═══ MATERIAL FOR THIS EXERCISE ═══

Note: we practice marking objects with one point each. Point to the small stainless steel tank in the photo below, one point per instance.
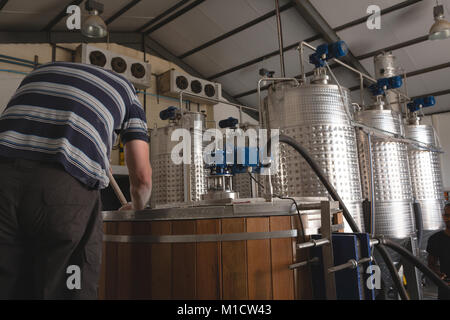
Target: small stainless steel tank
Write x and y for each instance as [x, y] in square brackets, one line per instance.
[426, 175]
[178, 183]
[315, 115]
[391, 178]
[386, 67]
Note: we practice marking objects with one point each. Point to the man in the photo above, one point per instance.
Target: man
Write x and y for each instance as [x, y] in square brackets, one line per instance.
[56, 135]
[439, 253]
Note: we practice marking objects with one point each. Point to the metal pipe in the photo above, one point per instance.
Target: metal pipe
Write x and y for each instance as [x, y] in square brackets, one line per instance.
[352, 263]
[312, 243]
[280, 38]
[303, 263]
[185, 93]
[372, 187]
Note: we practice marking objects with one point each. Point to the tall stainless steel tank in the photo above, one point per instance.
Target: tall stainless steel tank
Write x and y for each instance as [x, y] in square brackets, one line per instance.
[178, 183]
[394, 216]
[426, 175]
[314, 115]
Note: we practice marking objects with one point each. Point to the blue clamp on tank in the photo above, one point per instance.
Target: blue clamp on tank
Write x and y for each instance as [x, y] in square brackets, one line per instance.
[169, 113]
[423, 102]
[228, 123]
[384, 84]
[326, 51]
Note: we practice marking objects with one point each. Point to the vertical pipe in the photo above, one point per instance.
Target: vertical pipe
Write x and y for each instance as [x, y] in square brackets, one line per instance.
[53, 52]
[372, 186]
[280, 38]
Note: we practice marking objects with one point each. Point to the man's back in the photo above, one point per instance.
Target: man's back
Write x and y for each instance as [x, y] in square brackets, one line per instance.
[67, 113]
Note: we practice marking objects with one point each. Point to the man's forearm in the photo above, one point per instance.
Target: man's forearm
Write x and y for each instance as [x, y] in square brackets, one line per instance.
[140, 196]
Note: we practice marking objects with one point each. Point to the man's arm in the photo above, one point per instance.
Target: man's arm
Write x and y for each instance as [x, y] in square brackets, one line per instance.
[140, 171]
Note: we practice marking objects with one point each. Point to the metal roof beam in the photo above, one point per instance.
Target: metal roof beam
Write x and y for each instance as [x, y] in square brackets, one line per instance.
[122, 11]
[66, 37]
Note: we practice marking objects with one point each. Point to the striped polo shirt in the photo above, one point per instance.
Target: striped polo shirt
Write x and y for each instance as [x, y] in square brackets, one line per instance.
[69, 113]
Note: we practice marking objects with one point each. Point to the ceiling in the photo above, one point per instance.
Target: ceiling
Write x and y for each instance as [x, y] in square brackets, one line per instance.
[229, 41]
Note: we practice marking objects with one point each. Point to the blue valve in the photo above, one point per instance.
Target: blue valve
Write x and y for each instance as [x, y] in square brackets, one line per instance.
[384, 84]
[169, 113]
[244, 158]
[228, 123]
[326, 51]
[423, 102]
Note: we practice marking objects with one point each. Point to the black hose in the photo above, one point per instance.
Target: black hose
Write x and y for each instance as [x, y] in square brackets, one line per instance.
[393, 271]
[416, 262]
[419, 222]
[332, 191]
[321, 175]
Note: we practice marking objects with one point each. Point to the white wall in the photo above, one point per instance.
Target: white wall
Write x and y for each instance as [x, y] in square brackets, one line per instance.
[441, 124]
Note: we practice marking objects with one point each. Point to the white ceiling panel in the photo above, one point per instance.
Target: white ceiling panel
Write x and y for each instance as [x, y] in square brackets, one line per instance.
[251, 43]
[339, 12]
[396, 27]
[140, 14]
[23, 15]
[209, 20]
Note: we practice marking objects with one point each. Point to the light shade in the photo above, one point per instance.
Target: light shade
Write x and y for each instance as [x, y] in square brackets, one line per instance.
[440, 30]
[441, 27]
[94, 26]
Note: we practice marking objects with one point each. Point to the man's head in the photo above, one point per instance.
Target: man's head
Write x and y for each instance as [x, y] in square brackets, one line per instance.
[446, 215]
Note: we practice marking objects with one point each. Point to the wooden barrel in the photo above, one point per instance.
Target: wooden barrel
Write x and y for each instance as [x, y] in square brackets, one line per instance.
[203, 258]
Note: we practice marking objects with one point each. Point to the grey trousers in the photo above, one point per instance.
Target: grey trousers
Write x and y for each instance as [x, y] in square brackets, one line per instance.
[50, 233]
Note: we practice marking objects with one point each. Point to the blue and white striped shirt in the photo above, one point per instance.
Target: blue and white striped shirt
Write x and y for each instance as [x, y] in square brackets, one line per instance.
[68, 113]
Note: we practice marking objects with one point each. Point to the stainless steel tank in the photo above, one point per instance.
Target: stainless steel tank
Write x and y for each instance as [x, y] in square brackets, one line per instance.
[178, 183]
[426, 176]
[386, 67]
[394, 216]
[315, 115]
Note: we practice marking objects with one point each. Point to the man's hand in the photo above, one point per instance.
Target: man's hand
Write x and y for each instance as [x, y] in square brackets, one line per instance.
[128, 206]
[138, 163]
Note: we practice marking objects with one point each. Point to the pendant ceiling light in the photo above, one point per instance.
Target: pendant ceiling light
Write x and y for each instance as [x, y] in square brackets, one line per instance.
[94, 26]
[441, 27]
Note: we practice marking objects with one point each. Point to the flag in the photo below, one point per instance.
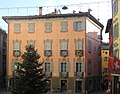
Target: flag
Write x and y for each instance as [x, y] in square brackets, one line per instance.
[111, 64]
[117, 64]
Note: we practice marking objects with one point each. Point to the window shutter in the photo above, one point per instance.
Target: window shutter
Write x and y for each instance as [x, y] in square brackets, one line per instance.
[74, 26]
[64, 45]
[13, 66]
[78, 44]
[16, 45]
[83, 67]
[68, 67]
[59, 67]
[63, 26]
[74, 66]
[47, 45]
[43, 65]
[51, 67]
[48, 27]
[31, 27]
[17, 27]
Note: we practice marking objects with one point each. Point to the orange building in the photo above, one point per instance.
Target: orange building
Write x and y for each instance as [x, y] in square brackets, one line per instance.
[62, 41]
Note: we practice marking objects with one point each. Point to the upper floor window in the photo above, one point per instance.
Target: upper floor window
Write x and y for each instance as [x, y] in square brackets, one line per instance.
[47, 47]
[106, 59]
[105, 69]
[78, 26]
[31, 42]
[31, 27]
[89, 46]
[48, 66]
[64, 26]
[79, 67]
[115, 30]
[17, 27]
[16, 48]
[64, 67]
[115, 7]
[48, 27]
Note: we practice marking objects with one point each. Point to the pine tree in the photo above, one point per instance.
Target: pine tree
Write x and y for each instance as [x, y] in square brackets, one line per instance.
[30, 78]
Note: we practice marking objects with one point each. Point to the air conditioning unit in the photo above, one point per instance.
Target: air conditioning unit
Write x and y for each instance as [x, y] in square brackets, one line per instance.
[48, 53]
[64, 53]
[79, 53]
[16, 53]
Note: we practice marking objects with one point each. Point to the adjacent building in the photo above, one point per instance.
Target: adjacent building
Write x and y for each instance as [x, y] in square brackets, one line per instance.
[3, 47]
[69, 45]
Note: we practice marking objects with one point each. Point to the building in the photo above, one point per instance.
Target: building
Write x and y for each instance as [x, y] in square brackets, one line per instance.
[66, 43]
[105, 61]
[3, 48]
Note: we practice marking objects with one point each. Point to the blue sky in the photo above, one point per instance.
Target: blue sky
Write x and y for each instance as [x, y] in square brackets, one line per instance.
[101, 10]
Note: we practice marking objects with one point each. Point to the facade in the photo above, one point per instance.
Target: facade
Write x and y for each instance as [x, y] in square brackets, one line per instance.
[62, 41]
[3, 47]
[105, 61]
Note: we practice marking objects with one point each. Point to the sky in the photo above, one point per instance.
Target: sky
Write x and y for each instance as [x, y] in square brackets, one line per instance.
[101, 9]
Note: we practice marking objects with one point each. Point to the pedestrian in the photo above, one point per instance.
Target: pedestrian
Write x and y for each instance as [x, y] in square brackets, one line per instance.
[108, 91]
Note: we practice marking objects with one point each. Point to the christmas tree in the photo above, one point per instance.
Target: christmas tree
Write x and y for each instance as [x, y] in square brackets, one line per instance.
[29, 78]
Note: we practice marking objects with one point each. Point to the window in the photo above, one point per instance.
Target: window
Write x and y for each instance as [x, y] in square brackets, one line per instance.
[78, 44]
[115, 7]
[47, 48]
[105, 69]
[48, 66]
[105, 59]
[78, 86]
[47, 45]
[64, 26]
[63, 48]
[31, 42]
[48, 27]
[115, 30]
[64, 67]
[89, 46]
[17, 27]
[116, 52]
[79, 67]
[89, 66]
[31, 27]
[16, 48]
[78, 26]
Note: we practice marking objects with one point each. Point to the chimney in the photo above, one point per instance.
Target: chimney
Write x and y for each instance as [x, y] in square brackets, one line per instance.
[40, 10]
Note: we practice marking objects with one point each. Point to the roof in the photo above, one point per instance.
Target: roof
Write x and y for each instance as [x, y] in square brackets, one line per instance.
[47, 16]
[109, 23]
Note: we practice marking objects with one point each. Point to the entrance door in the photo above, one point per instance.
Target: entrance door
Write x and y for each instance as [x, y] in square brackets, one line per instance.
[63, 85]
[78, 86]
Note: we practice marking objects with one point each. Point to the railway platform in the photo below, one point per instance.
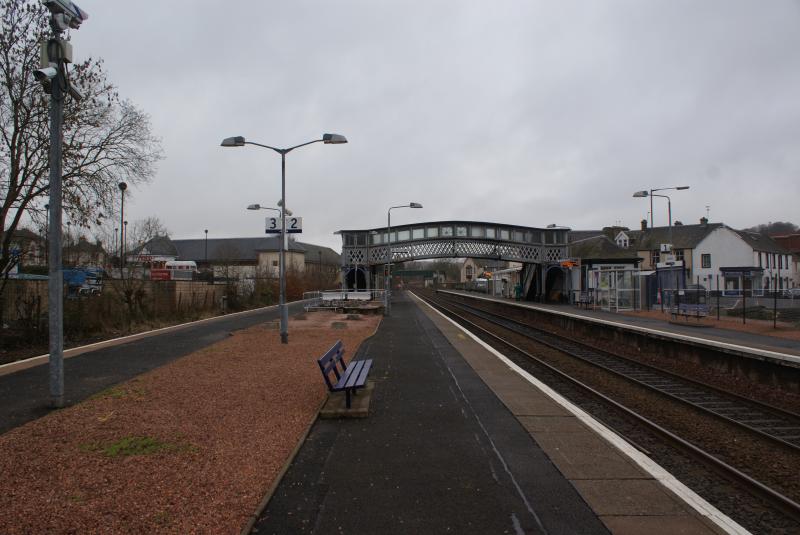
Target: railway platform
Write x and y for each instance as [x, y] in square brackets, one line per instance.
[743, 342]
[459, 440]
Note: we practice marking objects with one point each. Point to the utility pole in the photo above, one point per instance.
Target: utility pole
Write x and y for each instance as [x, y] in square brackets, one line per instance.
[56, 53]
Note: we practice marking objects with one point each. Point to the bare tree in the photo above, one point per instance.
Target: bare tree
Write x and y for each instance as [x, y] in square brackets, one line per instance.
[106, 139]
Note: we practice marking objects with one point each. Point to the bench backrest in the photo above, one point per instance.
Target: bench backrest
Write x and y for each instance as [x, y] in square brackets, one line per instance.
[333, 362]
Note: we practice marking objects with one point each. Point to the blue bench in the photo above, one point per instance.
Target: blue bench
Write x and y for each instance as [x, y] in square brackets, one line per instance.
[345, 378]
[688, 310]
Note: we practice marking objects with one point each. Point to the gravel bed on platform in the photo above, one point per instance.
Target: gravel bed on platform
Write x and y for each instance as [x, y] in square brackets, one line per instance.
[191, 447]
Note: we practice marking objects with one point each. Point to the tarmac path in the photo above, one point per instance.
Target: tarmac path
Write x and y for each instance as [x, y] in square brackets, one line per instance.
[439, 453]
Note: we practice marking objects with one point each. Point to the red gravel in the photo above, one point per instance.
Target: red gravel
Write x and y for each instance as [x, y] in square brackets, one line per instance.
[226, 419]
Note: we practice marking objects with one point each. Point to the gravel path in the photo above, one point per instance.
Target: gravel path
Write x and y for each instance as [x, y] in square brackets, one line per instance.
[190, 447]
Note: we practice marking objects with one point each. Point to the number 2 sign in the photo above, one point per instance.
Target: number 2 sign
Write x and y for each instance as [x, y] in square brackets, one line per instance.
[294, 224]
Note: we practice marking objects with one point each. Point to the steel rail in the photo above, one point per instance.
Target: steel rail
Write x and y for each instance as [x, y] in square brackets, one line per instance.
[755, 487]
[790, 420]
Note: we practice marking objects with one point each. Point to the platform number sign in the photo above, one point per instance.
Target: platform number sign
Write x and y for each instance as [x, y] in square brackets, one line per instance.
[294, 224]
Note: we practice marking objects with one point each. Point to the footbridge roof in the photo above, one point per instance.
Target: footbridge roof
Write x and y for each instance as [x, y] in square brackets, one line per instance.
[453, 239]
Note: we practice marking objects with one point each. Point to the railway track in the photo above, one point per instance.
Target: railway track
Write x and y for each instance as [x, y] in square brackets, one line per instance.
[777, 426]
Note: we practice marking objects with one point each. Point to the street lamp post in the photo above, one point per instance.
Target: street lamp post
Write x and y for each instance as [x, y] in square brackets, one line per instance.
[122, 187]
[124, 239]
[651, 198]
[239, 141]
[649, 193]
[46, 233]
[388, 275]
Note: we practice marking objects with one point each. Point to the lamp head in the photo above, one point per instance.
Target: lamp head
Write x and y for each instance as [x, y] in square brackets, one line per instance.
[333, 139]
[236, 141]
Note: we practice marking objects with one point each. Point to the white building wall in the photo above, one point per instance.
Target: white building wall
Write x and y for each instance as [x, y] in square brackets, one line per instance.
[786, 273]
[727, 249]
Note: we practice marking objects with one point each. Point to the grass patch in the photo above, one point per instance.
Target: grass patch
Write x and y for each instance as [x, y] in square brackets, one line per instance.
[119, 392]
[136, 445]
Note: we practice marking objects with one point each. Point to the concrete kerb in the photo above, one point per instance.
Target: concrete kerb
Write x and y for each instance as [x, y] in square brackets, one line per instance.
[20, 365]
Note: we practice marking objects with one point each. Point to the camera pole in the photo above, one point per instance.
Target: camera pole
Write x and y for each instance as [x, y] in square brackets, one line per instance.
[55, 284]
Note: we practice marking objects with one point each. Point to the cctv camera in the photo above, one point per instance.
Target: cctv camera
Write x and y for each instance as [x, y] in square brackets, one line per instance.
[66, 13]
[45, 75]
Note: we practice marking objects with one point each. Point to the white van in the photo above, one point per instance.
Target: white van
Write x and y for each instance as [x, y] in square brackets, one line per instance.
[181, 269]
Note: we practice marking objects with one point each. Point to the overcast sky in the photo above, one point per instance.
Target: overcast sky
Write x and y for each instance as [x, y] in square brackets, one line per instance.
[521, 112]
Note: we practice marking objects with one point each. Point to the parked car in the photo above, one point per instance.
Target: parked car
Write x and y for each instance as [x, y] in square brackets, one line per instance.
[793, 293]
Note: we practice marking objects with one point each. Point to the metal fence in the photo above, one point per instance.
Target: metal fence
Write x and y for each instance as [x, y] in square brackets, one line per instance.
[338, 298]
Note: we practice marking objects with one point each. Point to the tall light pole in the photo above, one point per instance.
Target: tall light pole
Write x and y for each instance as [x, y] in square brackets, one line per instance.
[124, 239]
[239, 141]
[646, 193]
[388, 275]
[56, 53]
[122, 187]
[651, 198]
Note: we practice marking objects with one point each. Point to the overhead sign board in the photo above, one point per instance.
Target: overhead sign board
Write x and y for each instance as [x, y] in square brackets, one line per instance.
[294, 224]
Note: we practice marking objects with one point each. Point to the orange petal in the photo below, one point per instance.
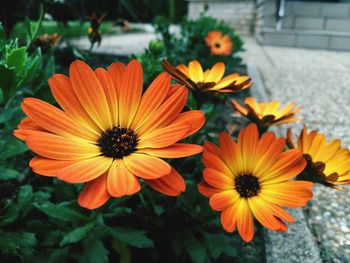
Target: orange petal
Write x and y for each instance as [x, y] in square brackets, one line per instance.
[212, 148]
[289, 194]
[120, 181]
[195, 71]
[85, 170]
[222, 200]
[167, 112]
[63, 92]
[231, 153]
[95, 193]
[163, 137]
[216, 73]
[217, 179]
[262, 213]
[288, 166]
[146, 166]
[90, 93]
[194, 117]
[171, 184]
[214, 162]
[111, 93]
[245, 224]
[48, 167]
[56, 147]
[130, 93]
[55, 120]
[177, 150]
[229, 217]
[152, 99]
[207, 190]
[239, 108]
[116, 72]
[248, 141]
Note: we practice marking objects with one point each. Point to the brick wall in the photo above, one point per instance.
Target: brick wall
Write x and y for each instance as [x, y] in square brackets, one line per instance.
[310, 25]
[238, 14]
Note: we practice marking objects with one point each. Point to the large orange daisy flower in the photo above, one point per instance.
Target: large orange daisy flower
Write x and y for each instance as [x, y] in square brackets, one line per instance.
[108, 135]
[210, 80]
[327, 162]
[265, 114]
[250, 178]
[219, 44]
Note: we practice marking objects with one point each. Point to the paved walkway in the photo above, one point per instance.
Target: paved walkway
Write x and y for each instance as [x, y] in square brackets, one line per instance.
[320, 82]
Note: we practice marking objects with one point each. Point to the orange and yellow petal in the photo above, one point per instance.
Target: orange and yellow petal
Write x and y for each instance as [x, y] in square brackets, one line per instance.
[171, 184]
[120, 181]
[146, 166]
[95, 193]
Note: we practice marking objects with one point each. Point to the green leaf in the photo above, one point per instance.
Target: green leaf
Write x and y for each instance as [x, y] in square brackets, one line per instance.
[59, 212]
[77, 234]
[132, 237]
[8, 174]
[123, 251]
[33, 66]
[1, 96]
[95, 252]
[17, 58]
[7, 80]
[195, 249]
[12, 243]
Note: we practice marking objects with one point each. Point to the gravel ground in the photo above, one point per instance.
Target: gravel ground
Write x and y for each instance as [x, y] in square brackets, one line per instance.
[320, 82]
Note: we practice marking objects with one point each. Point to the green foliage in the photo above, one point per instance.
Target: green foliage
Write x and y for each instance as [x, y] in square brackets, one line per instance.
[190, 43]
[40, 220]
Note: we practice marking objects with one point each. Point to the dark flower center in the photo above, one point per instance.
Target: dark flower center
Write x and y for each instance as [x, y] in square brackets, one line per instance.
[117, 142]
[247, 185]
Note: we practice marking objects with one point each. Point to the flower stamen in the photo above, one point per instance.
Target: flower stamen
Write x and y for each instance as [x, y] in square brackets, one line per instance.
[117, 142]
[247, 185]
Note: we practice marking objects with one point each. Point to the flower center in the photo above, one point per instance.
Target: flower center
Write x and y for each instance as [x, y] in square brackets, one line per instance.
[117, 142]
[217, 45]
[247, 185]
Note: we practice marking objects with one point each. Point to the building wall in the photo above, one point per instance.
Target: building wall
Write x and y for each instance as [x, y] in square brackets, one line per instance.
[238, 14]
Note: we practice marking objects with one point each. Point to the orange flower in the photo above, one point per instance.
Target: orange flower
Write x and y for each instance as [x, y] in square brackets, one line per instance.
[108, 134]
[265, 114]
[250, 178]
[327, 162]
[219, 44]
[210, 80]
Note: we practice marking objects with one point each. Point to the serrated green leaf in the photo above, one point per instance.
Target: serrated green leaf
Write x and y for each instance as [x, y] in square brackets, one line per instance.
[123, 251]
[77, 234]
[95, 252]
[12, 243]
[195, 249]
[8, 174]
[132, 237]
[60, 212]
[7, 80]
[32, 66]
[17, 58]
[1, 96]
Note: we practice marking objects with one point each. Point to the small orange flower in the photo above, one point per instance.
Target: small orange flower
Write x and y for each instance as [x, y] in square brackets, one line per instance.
[108, 135]
[251, 178]
[265, 114]
[327, 162]
[210, 80]
[219, 44]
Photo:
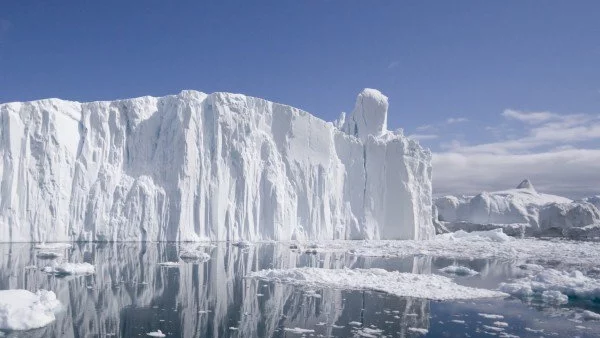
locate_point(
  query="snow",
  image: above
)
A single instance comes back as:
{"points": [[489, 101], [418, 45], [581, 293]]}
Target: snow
{"points": [[53, 246], [418, 330], [475, 247], [554, 286], [459, 270], [540, 213], [25, 310], [195, 166], [298, 330], [157, 333], [194, 255], [70, 269], [393, 282], [590, 315]]}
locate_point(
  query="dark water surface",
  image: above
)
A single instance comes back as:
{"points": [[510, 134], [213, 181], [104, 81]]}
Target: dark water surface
{"points": [[131, 294]]}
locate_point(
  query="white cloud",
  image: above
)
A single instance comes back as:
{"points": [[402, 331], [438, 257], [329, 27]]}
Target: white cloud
{"points": [[549, 150], [420, 137], [453, 120], [571, 172]]}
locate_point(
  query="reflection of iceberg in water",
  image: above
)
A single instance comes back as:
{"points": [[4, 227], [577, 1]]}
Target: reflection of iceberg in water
{"points": [[131, 294]]}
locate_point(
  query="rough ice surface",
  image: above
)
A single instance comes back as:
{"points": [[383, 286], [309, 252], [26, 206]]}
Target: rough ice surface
{"points": [[157, 333], [67, 268], [555, 286], [25, 310], [393, 282], [193, 166], [459, 270], [517, 210], [475, 246]]}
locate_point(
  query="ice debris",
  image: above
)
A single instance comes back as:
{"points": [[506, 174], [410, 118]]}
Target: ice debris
{"points": [[393, 282], [25, 310]]}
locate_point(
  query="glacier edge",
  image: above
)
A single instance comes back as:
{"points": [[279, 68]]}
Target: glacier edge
{"points": [[197, 166]]}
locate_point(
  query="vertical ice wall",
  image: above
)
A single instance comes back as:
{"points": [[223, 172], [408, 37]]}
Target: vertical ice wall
{"points": [[195, 166]]}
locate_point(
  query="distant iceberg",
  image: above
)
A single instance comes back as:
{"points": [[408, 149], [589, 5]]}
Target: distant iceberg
{"points": [[192, 167], [519, 211]]}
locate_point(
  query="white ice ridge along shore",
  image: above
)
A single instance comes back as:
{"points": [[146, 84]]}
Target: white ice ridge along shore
{"points": [[222, 166]]}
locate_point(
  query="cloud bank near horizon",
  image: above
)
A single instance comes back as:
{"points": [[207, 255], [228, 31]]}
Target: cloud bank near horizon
{"points": [[559, 153]]}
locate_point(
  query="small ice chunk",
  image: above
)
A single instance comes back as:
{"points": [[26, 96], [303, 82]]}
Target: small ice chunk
{"points": [[459, 270], [590, 315], [25, 310], [554, 297], [48, 254], [393, 282], [71, 269], [53, 246], [418, 330], [197, 255], [490, 316], [157, 333]]}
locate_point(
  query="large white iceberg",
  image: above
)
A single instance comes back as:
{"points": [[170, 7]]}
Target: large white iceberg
{"points": [[522, 208], [193, 166], [25, 310]]}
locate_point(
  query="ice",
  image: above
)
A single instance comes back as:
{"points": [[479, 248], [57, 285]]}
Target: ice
{"points": [[418, 330], [555, 286], [495, 235], [298, 330], [393, 282], [519, 210], [490, 316], [25, 310], [194, 255], [459, 270], [157, 333], [590, 315], [53, 246], [192, 167], [70, 269]]}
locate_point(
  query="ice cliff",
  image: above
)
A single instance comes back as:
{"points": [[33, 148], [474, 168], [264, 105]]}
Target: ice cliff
{"points": [[522, 208], [194, 167]]}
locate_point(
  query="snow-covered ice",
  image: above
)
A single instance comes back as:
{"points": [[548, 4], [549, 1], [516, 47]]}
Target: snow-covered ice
{"points": [[157, 333], [25, 310], [393, 282], [516, 210], [459, 270], [221, 166], [67, 268], [550, 284]]}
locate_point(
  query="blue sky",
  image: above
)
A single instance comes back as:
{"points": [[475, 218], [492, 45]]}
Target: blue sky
{"points": [[453, 70]]}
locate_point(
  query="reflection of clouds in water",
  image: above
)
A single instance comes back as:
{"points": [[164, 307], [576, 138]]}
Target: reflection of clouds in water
{"points": [[131, 294]]}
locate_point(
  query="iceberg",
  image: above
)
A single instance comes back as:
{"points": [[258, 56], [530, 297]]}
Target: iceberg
{"points": [[196, 166], [517, 211], [25, 310]]}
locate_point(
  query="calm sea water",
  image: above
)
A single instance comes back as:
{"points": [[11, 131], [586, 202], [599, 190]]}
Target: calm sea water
{"points": [[131, 294]]}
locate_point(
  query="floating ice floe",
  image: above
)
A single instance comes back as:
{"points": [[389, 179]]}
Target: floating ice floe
{"points": [[48, 254], [157, 333], [53, 246], [196, 255], [298, 330], [474, 246], [554, 286], [459, 270], [400, 284], [25, 310], [70, 269]]}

═══

TASK ITEM
Please find every line in the records above that holds the word "hose" and copy it.

ANSWER BELOW
Note: we practice marking objects with one point each. Point to the black hose in the photo above, one point per instance.
Target: black hose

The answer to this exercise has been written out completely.